-- begin Data for this exercise --

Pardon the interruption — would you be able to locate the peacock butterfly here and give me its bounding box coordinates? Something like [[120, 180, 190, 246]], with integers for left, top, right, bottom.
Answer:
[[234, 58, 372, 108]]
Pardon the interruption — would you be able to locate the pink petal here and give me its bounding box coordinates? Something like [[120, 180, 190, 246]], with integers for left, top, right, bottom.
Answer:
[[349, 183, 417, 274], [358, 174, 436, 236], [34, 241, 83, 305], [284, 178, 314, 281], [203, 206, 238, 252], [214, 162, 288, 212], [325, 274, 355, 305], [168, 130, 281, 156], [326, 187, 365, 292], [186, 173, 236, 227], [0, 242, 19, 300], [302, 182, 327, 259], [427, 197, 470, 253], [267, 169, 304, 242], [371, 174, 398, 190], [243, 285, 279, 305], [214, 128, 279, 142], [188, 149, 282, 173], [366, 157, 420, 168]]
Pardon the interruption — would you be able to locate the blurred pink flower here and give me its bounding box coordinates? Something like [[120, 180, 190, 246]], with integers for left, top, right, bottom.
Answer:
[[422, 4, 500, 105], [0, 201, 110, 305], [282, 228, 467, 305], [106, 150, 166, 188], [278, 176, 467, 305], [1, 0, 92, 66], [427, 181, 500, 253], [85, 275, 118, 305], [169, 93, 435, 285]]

-- end Data for this exercise --

Gather every line of the entries above that contains the word "pink" and copy each one in full. Case counts.

__Final result__.
Pardon the interruption — would you be able to locate the pink petal here and give me its bounding box coordinates? Something like [[120, 180, 190, 246]], with integers for left, top, right, bottom.
Pardon the interruption — would you be able to locate the blurred pink flower here and give me its bounding box coordinates? Something like [[120, 180, 190, 246]], with integers for left, top, right, bottom.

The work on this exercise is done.